* _What you should do_:
Restate the listing below word for word.

------ Input data ------

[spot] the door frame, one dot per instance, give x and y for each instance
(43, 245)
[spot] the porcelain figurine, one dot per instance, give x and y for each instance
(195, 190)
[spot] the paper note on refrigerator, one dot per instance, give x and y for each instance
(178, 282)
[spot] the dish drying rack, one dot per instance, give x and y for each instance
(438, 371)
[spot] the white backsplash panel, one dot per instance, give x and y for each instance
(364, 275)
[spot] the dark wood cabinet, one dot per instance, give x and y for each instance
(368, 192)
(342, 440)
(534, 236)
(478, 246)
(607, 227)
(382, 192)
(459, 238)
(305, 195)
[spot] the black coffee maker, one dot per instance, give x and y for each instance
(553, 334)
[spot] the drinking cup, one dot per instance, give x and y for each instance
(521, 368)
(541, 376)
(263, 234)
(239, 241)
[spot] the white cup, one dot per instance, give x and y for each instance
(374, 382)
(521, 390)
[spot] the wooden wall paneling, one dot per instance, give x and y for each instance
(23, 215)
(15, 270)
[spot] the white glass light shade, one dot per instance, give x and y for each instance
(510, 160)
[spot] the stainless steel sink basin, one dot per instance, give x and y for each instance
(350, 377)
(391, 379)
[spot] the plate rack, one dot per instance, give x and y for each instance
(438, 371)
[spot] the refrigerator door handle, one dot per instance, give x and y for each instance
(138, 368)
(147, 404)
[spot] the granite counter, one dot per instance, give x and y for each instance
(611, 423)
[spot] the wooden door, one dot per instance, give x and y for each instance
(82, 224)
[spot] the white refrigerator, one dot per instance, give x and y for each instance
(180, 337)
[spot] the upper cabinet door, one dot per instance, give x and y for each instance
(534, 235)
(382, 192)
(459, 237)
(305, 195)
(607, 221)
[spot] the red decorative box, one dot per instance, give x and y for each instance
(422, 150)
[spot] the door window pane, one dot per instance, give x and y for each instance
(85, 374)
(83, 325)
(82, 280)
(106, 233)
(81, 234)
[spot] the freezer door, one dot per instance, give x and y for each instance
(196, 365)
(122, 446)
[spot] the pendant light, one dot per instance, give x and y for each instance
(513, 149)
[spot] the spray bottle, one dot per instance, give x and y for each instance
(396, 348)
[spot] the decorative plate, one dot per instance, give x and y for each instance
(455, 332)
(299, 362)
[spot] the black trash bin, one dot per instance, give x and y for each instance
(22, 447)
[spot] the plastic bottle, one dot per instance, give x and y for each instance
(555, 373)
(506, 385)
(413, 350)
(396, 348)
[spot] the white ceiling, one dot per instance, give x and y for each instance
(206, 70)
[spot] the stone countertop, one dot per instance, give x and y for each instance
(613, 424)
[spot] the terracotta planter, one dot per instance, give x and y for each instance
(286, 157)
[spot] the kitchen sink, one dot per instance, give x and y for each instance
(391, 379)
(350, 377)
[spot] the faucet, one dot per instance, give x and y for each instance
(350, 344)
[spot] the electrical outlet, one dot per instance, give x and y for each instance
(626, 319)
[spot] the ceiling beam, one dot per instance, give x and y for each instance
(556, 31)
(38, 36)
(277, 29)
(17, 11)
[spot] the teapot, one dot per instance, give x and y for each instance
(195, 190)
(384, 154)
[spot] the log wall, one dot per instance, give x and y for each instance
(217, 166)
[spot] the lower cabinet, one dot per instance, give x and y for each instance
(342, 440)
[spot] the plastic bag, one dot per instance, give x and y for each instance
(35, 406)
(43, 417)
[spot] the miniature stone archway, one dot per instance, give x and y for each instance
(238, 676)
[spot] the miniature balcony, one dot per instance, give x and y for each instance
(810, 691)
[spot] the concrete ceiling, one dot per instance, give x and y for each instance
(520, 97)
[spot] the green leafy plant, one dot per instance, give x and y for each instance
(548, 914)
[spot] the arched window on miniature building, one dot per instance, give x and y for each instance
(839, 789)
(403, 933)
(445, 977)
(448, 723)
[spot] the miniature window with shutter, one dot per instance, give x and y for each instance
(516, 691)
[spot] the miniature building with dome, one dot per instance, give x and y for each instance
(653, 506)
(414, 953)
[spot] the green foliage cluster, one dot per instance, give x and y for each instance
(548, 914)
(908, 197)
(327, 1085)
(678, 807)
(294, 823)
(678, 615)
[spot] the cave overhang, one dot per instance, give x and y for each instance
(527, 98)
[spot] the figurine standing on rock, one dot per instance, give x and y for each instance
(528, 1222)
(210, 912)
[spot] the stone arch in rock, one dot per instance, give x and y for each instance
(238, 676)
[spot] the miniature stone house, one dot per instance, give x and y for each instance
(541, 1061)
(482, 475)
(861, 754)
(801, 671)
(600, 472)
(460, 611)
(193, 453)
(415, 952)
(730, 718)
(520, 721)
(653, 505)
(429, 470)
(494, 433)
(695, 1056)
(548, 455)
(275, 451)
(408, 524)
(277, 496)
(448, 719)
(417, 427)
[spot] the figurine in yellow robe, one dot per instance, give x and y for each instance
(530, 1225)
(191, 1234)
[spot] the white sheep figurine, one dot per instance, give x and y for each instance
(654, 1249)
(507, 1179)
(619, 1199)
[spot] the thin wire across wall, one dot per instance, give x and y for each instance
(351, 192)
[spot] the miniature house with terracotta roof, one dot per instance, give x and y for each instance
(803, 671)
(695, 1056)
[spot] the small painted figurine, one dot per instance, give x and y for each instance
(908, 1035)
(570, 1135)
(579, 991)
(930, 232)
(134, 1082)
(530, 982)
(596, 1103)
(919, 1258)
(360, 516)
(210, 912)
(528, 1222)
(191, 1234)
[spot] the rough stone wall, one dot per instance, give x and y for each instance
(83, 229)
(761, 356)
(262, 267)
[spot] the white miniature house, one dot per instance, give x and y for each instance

------

* _Output for this exercise_:
[spot] the door frame, one dot per instance, give x and y for each instance
(43, 245)
[spot] the porcelain figurine, one dot per instance, give x and y for each instance
(195, 190)
[spot] the paper note on refrigerator, one dot per instance, give x and y for each instance
(178, 282)
[spot] the dish drying rack, one dot per instance, give x and y for each instance
(438, 371)
[spot] the white backsplash panel, one dot per instance, give x and y for each instance
(364, 275)
[spot] the dark wood cabinet, one dot per instance, give x and y for each instance
(368, 192)
(342, 440)
(534, 236)
(478, 246)
(607, 227)
(382, 192)
(459, 238)
(305, 195)
[spot] the black coffee maker, one dot per instance, give x and y for each instance
(553, 334)
[spot] the drinking cup, one dot per instance, give x and y for each instance
(521, 368)
(541, 376)
(263, 234)
(239, 241)
[spot] the white cup, one dot per instance, give x and y for each instance
(374, 382)
(521, 390)
[spot] the wooden wall paneling, one dot per instance, give x and y for each instance
(23, 215)
(15, 270)
[spot] the white glass light shade, one dot per instance, give x and y for each instance
(510, 160)
[spot] the stainless steel sink basin, one dot per instance, give x and y for each instance
(350, 377)
(391, 379)
[spot] the plate rack, one dot per instance, give x and y for each instance
(438, 371)
[spot] the refrigerator door handle, one dot per instance, give x and y for each instance
(138, 368)
(147, 404)
[spot] the granite counter, one dot per instance, give x and y for each instance
(611, 423)
[spot] the wooden door, one dot per instance, give x and y for each instance
(82, 224)
[spot] the white refrigerator, one dot per instance, give x and y for each instance
(180, 337)
[spot] the upper cabinet door, one dot per instance, give x and y for each instance
(534, 235)
(382, 192)
(459, 237)
(305, 195)
(607, 221)
[spot] the red decorative box, one dot per instance, give x and y for each instance
(422, 150)
[spot] the door window pane, one dot per instance, give x and y for each instance
(85, 374)
(83, 325)
(82, 280)
(106, 233)
(81, 234)
[spot] the freezer door, one dot per instance, give x and y for each instance
(196, 365)
(122, 446)
[spot] the pendant light, one dot per instance, give x and y for each instance
(513, 149)
[spot] the spray bottle, one dot per instance, give x and y for each instance
(396, 348)
[spot] the decorative plate, one dot per instance, give x and y for each instance
(455, 332)
(299, 362)
[spot] the black trash bin, one dot per instance, give x and y for each instance
(22, 447)
[spot] the plastic bottle, one dot per instance, give x and y for each instance
(555, 373)
(506, 385)
(413, 350)
(396, 348)
[spot] the white ceiling, one dot per instance, give x and y for each instance
(206, 70)
[spot] the stone countertop, one dot per instance, give x and y for each instance
(613, 424)
[spot] the terracotta planter, one dot per instance, give x and y for each instance
(286, 157)
[spot] the kitchen sink, one dot per instance, give x and y for each instance
(391, 379)
(350, 377)
[spot] the faucet, one dot per instance, give x and y for each instance
(350, 344)
[spot] the electrical outlet, one dot per instance, give x and y for each instance
(626, 319)
[spot] the ceiling beam, one dot per instance, give x and y for each instance
(556, 31)
(38, 36)
(277, 29)
(17, 11)
[spot] the teapot, one dot per instance, give x and y for each instance
(195, 190)
(384, 154)
[spot] the log wall, one dot per instance, give x and y for each instance
(217, 166)
[spot] the lower cabinet, one dot per instance, give x and y for each instance
(342, 440)
[spot] the plastic bag, one dot per instance, give x and y for each instance
(35, 406)
(43, 417)
[spot] the miniature stone archway, one dot per instance, give x and y for each instance
(238, 676)
[spot] the miniature balcony, one dot per instance, give x and y for each instance
(810, 691)
[spot] the concrete ceiling, one dot per instance, give x and y for each instance
(520, 97)
[spot] the green leafy plant, one dot per instance, give x and y for each instance
(548, 914)
[spot] the arched window on miniature building, one dot per instance, give x and y for each instance
(839, 789)
(403, 933)
(445, 977)
(448, 723)
[spot] the miniature window with shutter, one dot per instance, give x and y for each instance
(516, 691)
[spot] the miniature building with dome, one dot per instance, give x and y for each instance
(653, 506)
(414, 953)
[spot] the green foliage cluster, one dot per instance, give x and y for each instance
(548, 914)
(908, 197)
(327, 1085)
(678, 807)
(294, 823)
(678, 615)
[spot] the cave overhang, one dot per instance, give x and y for each instance
(527, 98)
[spot] the figurine standing on rock, one dot per instance, give x and y for each instance
(528, 1222)
(210, 912)
[spot] the stone arch in rock, one dot per instance, give x and y for each instance
(238, 676)
[spot] the miniature stone house, one dot per instance, give x and y for each instance
(541, 1061)
(482, 475)
(861, 754)
(801, 671)
(600, 472)
(460, 611)
(193, 453)
(415, 952)
(730, 718)
(520, 721)
(653, 505)
(429, 470)
(494, 433)
(695, 1056)
(548, 455)
(275, 451)
(408, 524)
(277, 496)
(448, 719)
(417, 427)
[spot] the figurine in yellow robe, one dot per instance, give x and y for each instance
(530, 1225)
(191, 1234)
[spot] the white sheep figurine, one dot per instance, give x and y for each instance
(654, 1249)
(507, 1179)
(619, 1199)
[spot] the thin wire across wall, one dot per instance, give x and y for each instance
(351, 192)
[spot] the miniature house with terracotta roof, one dot per instance, give x and y for each instance
(803, 671)
(695, 1056)
[spot] the small painted figurine, one dot per instance, give x and y for each instance
(908, 1035)
(570, 1135)
(579, 991)
(930, 232)
(134, 1082)
(530, 982)
(596, 1103)
(919, 1258)
(360, 516)
(210, 912)
(528, 1222)
(191, 1234)
[spot] the rough stone wall, one dot per instance, give x and y for each instance
(83, 229)
(761, 356)
(262, 267)
[spot] the white miniature house, one dot per instance, give x and y for each instance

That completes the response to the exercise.